> _Given task A_: Collect every line in the records that contains the word "green".

> _Passage shown_:
───

Re: [PATCH v2] media: docs-rst: Document m2m stateless video decoder interface

Dafna Hirschfeld <dafna3@xxxxxxxxx> · Tue, 29 Jan 2019 09:57:34 +0200

On Tue, Jan 22, 2019 at 8:27 AM Alexandre Courbot <acourbot@xxxxxxxxxxxx> wrote:
>
> Documents the protocol that user-space should follow when
> communicating with stateless video decoders.
>
> The stateless video decoding API makes use of the new request and tags
> APIs. While it has been implemented with the Cedrus driver so far, it
> should probably still be considered staging for a short while.

───

> _Supplied data_:
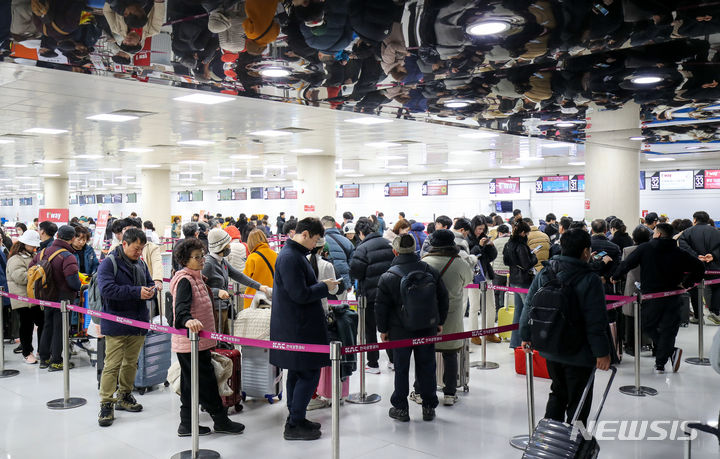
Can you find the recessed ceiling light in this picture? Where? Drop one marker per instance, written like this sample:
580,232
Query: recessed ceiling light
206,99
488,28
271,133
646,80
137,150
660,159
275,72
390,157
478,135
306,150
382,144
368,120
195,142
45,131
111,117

───

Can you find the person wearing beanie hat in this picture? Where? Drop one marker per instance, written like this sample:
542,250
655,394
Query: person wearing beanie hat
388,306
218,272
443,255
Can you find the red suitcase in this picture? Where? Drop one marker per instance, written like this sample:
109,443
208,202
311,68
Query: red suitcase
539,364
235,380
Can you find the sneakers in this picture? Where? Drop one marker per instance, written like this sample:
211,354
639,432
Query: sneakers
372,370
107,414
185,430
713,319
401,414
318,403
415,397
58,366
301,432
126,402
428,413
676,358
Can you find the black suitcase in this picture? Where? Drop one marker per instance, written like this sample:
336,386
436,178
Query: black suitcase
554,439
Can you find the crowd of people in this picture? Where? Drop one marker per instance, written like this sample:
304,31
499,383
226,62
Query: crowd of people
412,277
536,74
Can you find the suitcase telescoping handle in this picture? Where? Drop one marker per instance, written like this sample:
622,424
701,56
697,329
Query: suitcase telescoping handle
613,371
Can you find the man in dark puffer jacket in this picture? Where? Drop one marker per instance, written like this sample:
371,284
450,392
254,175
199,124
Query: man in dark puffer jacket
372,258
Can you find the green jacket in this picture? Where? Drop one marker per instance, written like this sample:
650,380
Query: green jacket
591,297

───

> _Given task B_: From the patch discussion above, list every person's name and every email address that appears.

> _Correct output A_:
Can you find the green jacket in this picture? Where? Drop one marker per instance, written like this sample:
Query: green jacket

> _Correct output B_:
- Dafna Hirschfeld
- dafna3@xxxxxxxxx
- Alexandre Courbot
- acourbot@xxxxxxxxxxxx